Task requirements. Extract every line of the listing below that contains the string "wood", matching case exactly.

===============

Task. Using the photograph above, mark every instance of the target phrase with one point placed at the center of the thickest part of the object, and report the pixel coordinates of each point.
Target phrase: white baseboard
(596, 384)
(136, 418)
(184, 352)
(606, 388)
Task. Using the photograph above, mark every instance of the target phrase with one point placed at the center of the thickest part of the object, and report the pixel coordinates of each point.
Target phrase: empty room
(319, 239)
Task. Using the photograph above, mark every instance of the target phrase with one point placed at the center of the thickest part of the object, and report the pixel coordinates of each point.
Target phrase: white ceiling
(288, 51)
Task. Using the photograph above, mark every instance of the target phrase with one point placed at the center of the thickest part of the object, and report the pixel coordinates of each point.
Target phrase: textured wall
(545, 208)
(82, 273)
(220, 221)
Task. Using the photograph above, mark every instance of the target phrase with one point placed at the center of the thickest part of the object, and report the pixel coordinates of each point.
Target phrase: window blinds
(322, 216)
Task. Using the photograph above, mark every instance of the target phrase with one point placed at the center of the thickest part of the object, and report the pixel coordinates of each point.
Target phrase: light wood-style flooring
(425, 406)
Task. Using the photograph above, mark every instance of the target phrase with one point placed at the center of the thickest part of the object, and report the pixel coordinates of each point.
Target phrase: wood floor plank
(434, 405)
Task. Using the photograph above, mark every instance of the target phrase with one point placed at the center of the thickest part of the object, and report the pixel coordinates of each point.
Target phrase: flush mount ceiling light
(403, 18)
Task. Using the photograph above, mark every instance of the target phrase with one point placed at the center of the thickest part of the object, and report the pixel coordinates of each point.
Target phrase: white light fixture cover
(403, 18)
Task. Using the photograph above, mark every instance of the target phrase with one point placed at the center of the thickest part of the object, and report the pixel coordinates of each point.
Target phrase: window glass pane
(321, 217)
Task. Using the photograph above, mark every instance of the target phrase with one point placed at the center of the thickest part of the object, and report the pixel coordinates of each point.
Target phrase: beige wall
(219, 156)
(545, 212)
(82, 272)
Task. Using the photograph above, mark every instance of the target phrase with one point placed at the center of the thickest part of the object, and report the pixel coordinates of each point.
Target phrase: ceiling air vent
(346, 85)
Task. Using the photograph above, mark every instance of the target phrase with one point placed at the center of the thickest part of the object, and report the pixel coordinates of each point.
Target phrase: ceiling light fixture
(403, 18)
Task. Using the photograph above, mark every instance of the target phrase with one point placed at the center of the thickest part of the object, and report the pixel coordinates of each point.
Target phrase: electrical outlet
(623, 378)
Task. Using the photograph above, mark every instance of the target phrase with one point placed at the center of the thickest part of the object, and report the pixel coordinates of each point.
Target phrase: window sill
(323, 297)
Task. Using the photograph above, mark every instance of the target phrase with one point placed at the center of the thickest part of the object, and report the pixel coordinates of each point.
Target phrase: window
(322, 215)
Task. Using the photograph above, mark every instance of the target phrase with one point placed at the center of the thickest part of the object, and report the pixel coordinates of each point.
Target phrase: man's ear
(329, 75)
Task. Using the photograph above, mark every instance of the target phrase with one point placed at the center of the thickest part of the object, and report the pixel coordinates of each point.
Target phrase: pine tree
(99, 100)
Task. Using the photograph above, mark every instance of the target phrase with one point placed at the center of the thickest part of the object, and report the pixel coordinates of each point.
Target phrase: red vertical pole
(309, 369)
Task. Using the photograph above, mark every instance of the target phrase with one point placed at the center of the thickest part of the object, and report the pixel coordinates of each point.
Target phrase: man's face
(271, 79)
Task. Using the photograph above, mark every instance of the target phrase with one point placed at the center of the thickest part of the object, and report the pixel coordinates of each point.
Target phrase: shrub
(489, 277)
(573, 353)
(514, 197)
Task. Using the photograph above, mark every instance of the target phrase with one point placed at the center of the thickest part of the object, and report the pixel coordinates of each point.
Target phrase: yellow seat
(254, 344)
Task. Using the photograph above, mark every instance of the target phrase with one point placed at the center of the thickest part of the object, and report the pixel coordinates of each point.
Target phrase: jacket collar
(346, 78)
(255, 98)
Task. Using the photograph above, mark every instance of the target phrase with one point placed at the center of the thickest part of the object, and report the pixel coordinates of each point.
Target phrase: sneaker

===============

Reply to the task.
Target phrase: light wood-style flooring
Target phrase: wood floor plank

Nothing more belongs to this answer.